Image-grounded pointing data
"""

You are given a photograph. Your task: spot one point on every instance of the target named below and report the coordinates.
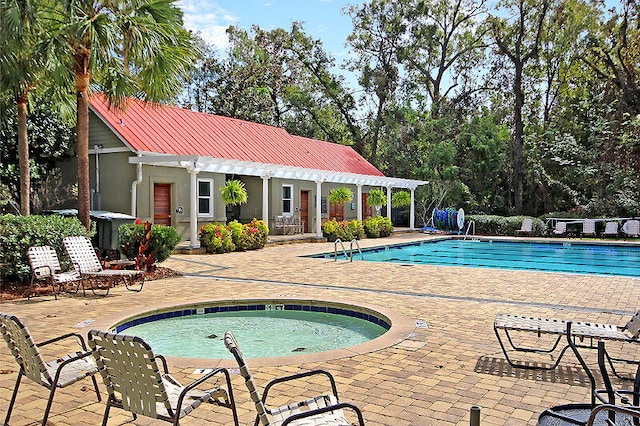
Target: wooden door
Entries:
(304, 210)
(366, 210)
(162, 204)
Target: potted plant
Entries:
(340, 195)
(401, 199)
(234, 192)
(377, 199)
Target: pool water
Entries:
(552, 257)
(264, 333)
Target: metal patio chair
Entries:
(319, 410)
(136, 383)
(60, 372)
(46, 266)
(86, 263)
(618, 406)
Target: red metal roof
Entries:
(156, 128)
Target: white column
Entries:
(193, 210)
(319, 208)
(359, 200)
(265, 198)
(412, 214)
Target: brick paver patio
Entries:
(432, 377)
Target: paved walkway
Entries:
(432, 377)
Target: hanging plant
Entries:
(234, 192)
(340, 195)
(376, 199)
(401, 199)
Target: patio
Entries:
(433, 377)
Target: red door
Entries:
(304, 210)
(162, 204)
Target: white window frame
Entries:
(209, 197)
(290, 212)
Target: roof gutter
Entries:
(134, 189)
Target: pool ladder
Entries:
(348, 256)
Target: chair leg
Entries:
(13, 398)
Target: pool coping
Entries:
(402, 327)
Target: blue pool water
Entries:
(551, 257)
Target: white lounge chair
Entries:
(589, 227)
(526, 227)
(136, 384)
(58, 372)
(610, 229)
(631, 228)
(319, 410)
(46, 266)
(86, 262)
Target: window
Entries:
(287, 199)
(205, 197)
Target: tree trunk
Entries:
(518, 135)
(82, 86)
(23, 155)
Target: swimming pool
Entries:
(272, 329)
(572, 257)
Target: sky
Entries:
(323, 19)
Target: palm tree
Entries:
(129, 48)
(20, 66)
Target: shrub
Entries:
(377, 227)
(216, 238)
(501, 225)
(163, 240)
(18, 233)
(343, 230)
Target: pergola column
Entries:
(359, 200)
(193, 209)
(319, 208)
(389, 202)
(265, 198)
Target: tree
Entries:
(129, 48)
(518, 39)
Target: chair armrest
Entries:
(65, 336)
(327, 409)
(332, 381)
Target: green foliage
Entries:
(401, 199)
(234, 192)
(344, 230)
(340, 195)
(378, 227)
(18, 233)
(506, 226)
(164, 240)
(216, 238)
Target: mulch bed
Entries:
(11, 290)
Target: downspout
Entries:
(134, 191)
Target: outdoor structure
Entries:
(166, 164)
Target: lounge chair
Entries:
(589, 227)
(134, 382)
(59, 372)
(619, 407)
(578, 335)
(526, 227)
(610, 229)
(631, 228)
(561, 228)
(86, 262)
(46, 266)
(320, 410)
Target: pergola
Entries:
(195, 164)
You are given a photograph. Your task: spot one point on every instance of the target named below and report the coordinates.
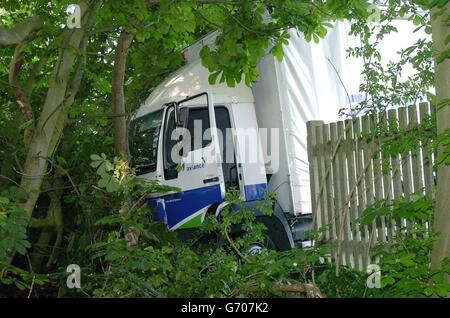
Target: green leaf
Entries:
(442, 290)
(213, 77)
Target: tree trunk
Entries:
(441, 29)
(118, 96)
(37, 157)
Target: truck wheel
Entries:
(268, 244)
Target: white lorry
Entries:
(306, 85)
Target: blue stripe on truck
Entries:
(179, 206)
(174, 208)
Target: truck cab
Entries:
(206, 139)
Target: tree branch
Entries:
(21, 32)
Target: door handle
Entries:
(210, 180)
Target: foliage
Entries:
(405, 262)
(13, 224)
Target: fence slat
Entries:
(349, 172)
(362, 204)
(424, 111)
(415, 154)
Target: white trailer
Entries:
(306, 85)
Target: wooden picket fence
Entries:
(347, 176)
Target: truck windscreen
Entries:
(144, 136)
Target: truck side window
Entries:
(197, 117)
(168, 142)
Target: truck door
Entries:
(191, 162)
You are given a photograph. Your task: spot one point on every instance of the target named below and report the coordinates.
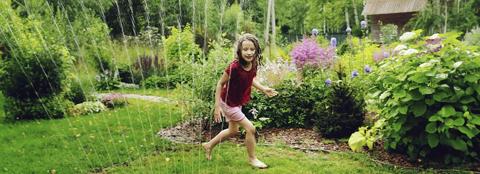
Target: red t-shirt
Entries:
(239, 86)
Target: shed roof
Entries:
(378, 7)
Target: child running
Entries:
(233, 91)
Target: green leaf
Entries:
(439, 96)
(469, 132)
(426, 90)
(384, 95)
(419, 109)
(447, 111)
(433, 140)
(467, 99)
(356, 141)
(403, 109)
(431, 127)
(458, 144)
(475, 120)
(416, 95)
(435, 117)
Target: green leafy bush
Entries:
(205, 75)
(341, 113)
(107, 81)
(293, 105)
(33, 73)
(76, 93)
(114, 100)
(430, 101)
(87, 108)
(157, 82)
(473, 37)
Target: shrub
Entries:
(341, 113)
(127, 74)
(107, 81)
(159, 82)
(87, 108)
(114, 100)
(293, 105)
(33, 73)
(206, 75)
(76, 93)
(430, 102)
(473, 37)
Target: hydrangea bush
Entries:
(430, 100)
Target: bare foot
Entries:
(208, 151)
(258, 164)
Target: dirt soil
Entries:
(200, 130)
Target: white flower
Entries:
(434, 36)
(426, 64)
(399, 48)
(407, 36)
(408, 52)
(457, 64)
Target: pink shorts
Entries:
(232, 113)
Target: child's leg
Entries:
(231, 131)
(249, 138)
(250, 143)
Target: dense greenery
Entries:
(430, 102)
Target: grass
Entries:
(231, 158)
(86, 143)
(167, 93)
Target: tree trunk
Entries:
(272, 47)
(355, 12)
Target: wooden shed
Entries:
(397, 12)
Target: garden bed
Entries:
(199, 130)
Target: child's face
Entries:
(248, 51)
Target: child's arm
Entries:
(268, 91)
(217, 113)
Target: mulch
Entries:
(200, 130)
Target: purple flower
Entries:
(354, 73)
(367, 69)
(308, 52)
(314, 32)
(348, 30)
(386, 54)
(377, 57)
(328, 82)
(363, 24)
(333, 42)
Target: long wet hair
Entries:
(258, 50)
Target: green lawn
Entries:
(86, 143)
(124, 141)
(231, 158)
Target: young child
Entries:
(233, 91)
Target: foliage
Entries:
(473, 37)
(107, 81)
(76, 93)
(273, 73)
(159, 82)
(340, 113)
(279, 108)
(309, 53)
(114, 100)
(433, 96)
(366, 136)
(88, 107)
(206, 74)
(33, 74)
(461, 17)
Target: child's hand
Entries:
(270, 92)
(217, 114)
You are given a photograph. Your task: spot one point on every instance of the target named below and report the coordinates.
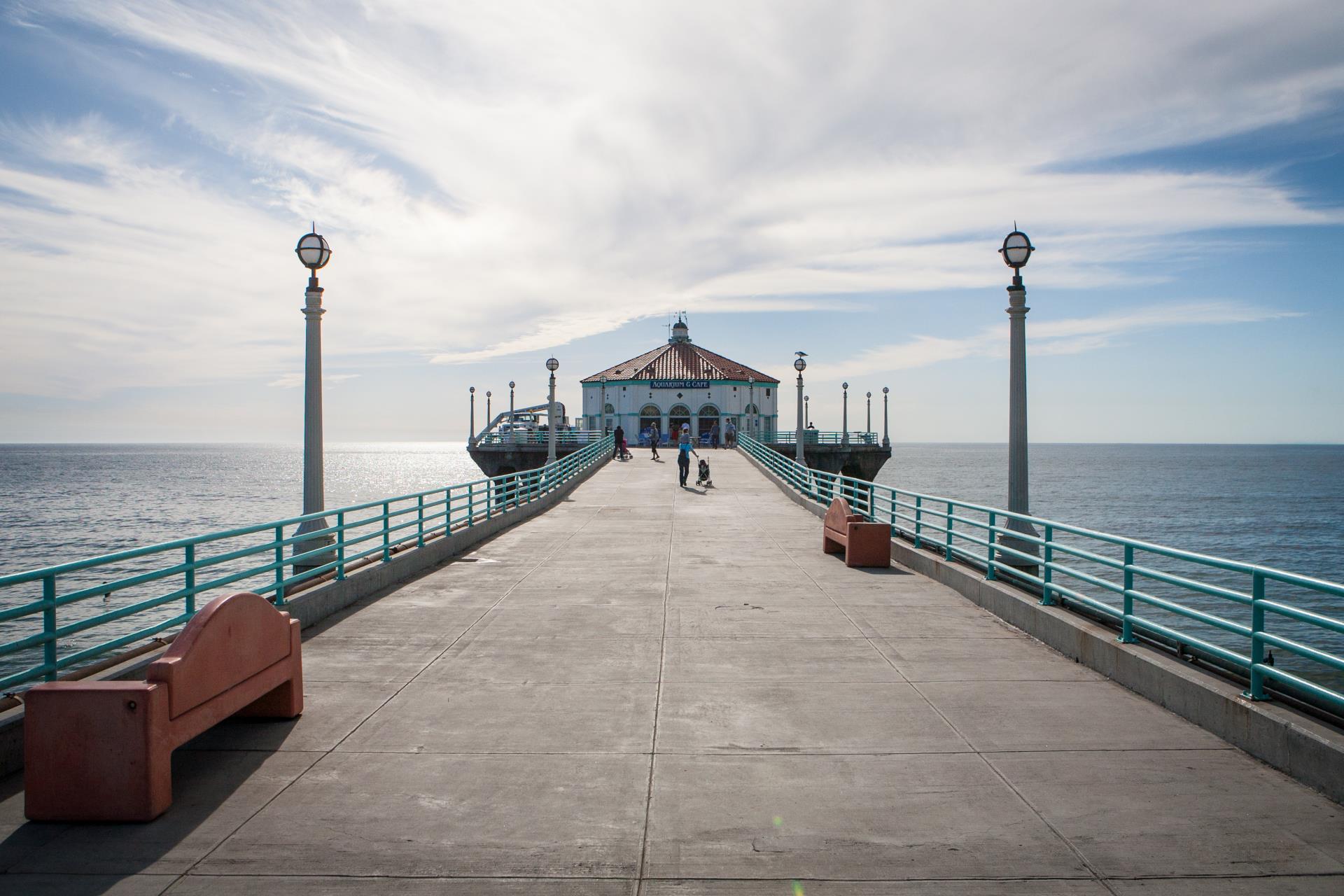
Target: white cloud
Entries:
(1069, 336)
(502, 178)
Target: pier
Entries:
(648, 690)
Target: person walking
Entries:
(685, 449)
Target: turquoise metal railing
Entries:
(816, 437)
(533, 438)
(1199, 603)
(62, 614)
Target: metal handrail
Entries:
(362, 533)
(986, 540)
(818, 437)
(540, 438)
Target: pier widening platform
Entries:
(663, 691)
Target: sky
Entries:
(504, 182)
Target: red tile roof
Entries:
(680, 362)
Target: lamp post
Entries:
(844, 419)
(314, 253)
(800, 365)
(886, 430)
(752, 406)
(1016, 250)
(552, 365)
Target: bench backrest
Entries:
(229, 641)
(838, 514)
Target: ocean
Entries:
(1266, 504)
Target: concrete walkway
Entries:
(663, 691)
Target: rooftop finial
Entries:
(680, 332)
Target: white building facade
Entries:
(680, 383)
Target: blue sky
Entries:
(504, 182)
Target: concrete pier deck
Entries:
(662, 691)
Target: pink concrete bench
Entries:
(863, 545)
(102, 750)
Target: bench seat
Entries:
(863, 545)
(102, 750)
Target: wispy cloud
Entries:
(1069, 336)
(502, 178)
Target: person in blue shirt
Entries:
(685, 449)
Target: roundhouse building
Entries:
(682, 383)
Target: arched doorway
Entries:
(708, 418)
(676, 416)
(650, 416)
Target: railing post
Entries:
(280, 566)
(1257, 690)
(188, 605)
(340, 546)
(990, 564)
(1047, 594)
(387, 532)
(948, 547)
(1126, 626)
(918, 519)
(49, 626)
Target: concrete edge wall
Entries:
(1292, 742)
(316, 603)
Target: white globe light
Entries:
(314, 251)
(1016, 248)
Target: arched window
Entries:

"""

◆ WHAT YOU SHOULD DO: From the opening line of the entries above to the line containing "Target: pergola column", please transcribe each line exactly, skipping every picture.

◆ ANSWER SPACE:
You are given a photograph. Your task: spot one point on every instance of the target named below and report the coordinates.
Target: wooden door
Entries:
(304, 210)
(366, 210)
(162, 204)
Target: potted plant
Entries:
(340, 195)
(401, 199)
(234, 192)
(377, 199)
Target: pool water
Entries:
(552, 257)
(264, 333)
Target: metal patio chair
Entries:
(319, 410)
(136, 383)
(60, 372)
(46, 266)
(86, 263)
(618, 406)
Target: red metal roof
Entries:
(156, 128)
Target: white column
Entries:
(193, 210)
(319, 208)
(359, 200)
(265, 198)
(412, 214)
Target: brick paver patio
Entries:
(432, 377)
Target: paved walkway
Entries:
(432, 377)
Target: hanging plant
Entries:
(234, 192)
(340, 195)
(376, 199)
(401, 199)
Target: patio
Entries:
(433, 377)
Target: red door
Entries:
(304, 210)
(162, 204)
Target: white window frame
Entries:
(209, 197)
(290, 212)
Target: roof gutter
Entries:
(134, 189)
Target: pool ladder
Entries:
(348, 256)
Target: chair leg
Entries:
(13, 398)
Target: pool coping
Entries:
(402, 327)
Target: blue pool water
Entries:
(551, 257)
Target: white lounge chair
Entries:
(589, 227)
(526, 227)
(136, 384)
(58, 372)
(610, 229)
(631, 228)
(319, 410)
(46, 266)
(86, 262)
Target: window
Entries:
(287, 199)
(205, 197)
Target: tree trunk
Entries:
(518, 135)
(82, 86)
(23, 155)
Target: swimming pool
Entries:
(272, 329)
(572, 257)
Target: sky
Entries:
(323, 19)
Target: palm tree
Entries:
(129, 48)
(20, 66)
Target: shrub
Entries:
(377, 227)
(216, 238)
(501, 225)
(163, 240)
(18, 233)
(343, 230)
Target: pergola column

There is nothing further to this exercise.